List every technique that the text on polymer surface modification names for performing surface modifications.

• SELECTED EXCERPT:
····················
Several technologies developed for the treatment of various diseases involve the use of devices fabricated from synthetic materials, such as polymers. Polymers used for these applications typically are hydrophobic and thus, refractory to cell adhesion and proliferation (a characteristic often considered undesirable in biomedical applications). Application-specific surface modifications can improve the performances of a device. Such surface modifications are typically performed using a wide array of techniques, including wet chemical processes, ion beams, ionizing radiations, flames and cold plasmas. This last approach has demonstrated significant industrial potential due to its versatility, efficiency and dry processing nature. Cold plasma-based processes are currently employed for many applications, such as the preparation of plasma-treated cell culture plates.
In the case of plasma surface modification for biomedical applications, the primary goal is generally to incorporate functional groups on the surface to enhance or deter its interactivity with foreign biomolecules. Previous reports have demonstrated the importance of specific nitrogen- and oxygen-containing functional groups such as amines, hydroxyls and carboxylic acids for stimulating cell adhesion and proliferation.
I work on the development of functional thin organic coatings, prepared by cold plasma and vacuum ultraviolet processes aimed at biomedical applications. This field of research is increasingly active, on account of “cross-fertilization” between the health- and materials sciences. Although the development of deposition techniques continues to be an essential research avenue, it is also of equally utmost importance to develop characterization tools that will enable their successful application. By simultaneously obtaining data that can be used in the design and optimization of materials for various applications, those tools will encourage a multidisciplinary dialogue amongst chemists, engineers, physicists, biologists and physicians. My research program is anchored to the following areas of development: i) Development of coating technologies; ii) Development of surface analysis techniques and strategies; iii) Investigation of the cell-surface interactions; iv) Development of coatings and devices for biomedical applications.
····················
• DATASET EXTRACT:
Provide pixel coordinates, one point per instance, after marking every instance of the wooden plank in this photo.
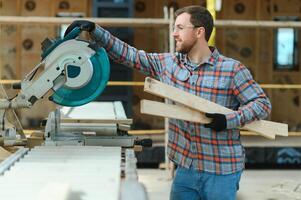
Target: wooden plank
(107, 22)
(144, 22)
(262, 127)
(140, 83)
(185, 113)
(103, 121)
(172, 111)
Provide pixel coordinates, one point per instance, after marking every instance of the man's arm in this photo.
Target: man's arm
(148, 63)
(254, 102)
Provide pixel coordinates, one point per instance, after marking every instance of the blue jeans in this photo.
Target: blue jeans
(190, 184)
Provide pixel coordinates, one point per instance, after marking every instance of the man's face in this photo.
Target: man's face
(184, 33)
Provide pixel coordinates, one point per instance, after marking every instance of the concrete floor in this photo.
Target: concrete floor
(254, 184)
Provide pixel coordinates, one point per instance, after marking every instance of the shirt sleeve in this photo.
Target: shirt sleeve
(254, 104)
(148, 63)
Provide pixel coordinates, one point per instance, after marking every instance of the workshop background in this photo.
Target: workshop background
(271, 53)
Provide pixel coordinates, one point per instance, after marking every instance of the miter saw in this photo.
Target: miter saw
(76, 71)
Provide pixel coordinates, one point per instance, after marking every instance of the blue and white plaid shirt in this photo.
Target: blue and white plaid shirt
(221, 80)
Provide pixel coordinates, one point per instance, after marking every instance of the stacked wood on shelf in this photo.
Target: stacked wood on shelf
(255, 47)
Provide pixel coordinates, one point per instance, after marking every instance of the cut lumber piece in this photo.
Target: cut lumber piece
(102, 121)
(172, 111)
(4, 154)
(265, 128)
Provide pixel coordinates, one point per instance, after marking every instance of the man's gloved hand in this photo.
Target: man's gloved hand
(82, 24)
(218, 123)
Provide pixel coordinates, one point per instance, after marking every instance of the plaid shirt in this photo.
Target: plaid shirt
(221, 80)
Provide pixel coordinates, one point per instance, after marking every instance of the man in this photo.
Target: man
(210, 157)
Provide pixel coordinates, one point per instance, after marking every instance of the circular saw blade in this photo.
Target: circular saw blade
(75, 97)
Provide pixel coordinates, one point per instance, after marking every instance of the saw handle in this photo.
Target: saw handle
(73, 34)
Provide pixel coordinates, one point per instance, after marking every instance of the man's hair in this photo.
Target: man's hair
(200, 17)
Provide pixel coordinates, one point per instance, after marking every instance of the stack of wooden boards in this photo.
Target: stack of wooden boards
(193, 108)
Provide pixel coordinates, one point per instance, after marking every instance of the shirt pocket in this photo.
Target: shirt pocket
(216, 83)
(182, 74)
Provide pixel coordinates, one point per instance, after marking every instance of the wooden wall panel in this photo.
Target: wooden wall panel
(36, 8)
(9, 7)
(240, 46)
(286, 6)
(8, 52)
(80, 6)
(31, 38)
(239, 9)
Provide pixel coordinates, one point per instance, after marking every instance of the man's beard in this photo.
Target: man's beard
(184, 48)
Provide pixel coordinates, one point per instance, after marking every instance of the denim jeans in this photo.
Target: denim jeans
(190, 184)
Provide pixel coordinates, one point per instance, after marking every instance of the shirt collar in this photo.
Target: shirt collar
(214, 57)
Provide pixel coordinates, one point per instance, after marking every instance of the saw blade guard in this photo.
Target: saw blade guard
(98, 74)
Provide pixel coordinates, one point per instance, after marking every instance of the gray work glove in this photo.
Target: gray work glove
(218, 123)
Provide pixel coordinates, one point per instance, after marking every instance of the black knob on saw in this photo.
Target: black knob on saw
(16, 86)
(144, 142)
(46, 44)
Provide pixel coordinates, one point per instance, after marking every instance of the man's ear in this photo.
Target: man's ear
(201, 32)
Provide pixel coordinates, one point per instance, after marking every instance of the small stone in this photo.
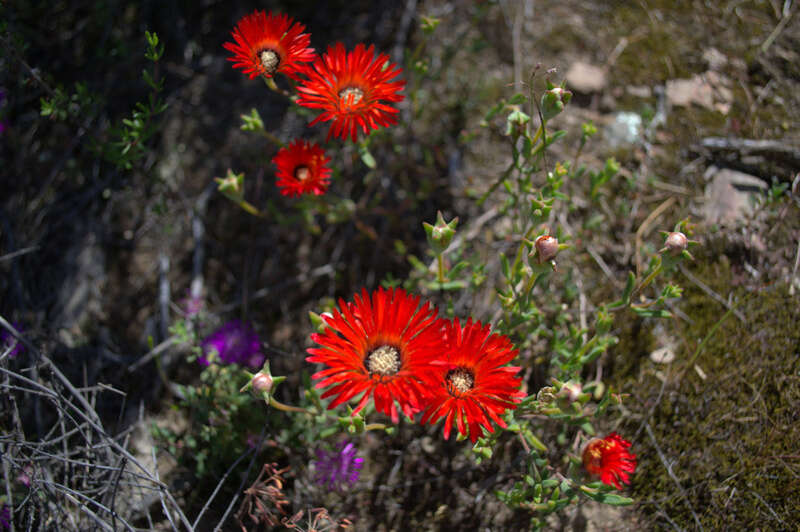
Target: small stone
(709, 90)
(626, 129)
(715, 59)
(685, 92)
(639, 91)
(664, 355)
(586, 78)
(729, 195)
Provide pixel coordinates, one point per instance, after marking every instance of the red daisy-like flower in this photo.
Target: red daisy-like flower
(352, 89)
(301, 169)
(381, 345)
(473, 384)
(268, 44)
(609, 459)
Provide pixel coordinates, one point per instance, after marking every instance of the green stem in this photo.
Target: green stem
(649, 279)
(440, 264)
(250, 208)
(274, 403)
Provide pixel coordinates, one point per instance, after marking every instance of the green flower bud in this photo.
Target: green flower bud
(440, 235)
(232, 186)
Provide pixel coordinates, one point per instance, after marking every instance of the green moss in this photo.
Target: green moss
(730, 435)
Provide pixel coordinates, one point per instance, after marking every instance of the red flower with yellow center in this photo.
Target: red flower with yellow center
(381, 346)
(352, 89)
(609, 459)
(301, 169)
(473, 385)
(268, 44)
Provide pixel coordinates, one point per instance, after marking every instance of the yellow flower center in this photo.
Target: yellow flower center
(270, 60)
(459, 381)
(383, 361)
(351, 95)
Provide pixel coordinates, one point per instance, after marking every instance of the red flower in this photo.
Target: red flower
(382, 346)
(301, 169)
(268, 44)
(351, 89)
(609, 459)
(473, 382)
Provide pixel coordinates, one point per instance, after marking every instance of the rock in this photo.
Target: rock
(639, 91)
(586, 78)
(707, 90)
(715, 59)
(729, 195)
(685, 92)
(626, 128)
(664, 355)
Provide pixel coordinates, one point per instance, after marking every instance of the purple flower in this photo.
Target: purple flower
(9, 341)
(339, 468)
(234, 343)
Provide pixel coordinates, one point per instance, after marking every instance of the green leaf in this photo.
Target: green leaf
(613, 499)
····················
• WRITTEN ANSWER: wet chemical processes, ion beams, ionizing radiations, flames, cold plasmas